→ **LISTADO PROPORCIONADO**:
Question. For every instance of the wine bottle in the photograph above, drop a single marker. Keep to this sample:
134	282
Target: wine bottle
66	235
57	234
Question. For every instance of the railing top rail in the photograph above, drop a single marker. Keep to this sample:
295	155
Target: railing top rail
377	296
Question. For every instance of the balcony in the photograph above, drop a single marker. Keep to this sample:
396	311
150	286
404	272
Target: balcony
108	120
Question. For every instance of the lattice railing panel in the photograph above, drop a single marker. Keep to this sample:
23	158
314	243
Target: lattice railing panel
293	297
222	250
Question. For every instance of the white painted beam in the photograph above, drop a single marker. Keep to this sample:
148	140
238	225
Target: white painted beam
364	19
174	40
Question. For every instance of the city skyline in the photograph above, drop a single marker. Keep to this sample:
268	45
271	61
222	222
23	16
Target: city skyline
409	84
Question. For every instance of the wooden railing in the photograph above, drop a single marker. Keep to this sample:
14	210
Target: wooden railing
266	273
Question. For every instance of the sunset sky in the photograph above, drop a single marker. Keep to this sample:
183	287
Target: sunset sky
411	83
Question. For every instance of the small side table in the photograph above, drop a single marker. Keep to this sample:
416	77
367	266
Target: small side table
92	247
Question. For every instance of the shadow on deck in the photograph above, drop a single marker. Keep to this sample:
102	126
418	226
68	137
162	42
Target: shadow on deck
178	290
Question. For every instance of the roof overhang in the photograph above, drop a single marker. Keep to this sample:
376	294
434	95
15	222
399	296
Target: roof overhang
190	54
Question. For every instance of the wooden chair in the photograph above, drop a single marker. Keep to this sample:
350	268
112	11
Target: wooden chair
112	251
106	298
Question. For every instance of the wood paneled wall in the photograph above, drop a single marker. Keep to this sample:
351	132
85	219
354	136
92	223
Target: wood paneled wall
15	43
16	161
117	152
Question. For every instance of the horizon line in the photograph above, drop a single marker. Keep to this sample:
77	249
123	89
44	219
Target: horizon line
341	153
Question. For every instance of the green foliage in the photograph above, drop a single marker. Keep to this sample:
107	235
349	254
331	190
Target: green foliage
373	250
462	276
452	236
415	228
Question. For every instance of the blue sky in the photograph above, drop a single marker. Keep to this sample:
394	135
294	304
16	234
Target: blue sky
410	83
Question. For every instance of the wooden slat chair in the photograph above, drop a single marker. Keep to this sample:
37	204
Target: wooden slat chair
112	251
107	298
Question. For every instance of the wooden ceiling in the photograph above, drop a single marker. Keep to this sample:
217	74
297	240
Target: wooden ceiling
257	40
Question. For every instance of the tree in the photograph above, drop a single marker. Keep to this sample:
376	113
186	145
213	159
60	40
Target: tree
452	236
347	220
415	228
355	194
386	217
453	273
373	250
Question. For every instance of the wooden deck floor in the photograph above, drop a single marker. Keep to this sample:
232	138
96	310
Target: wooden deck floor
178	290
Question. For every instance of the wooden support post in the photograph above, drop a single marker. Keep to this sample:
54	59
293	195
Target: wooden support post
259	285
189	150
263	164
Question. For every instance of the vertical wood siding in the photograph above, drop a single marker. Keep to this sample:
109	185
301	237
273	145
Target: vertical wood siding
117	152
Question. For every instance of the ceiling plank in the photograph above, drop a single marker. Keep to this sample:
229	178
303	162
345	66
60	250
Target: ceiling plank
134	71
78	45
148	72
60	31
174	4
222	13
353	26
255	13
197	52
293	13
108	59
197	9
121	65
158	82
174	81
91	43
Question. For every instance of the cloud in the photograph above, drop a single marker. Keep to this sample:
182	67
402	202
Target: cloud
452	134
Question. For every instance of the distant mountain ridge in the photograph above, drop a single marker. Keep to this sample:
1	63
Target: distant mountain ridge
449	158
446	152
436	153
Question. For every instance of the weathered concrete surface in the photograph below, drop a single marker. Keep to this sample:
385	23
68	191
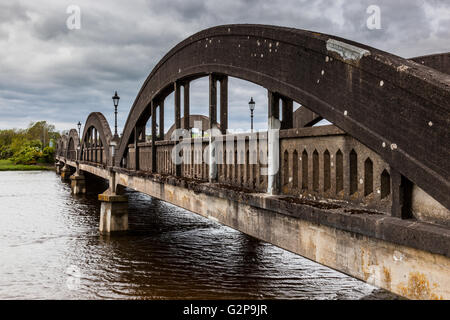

→ **INSTRUCCIONES**: Indica cuántas líneas del listado contienen la palabra "support". Responde únicamente con el número.

→ **RESPUESTA CORRECTA**: 2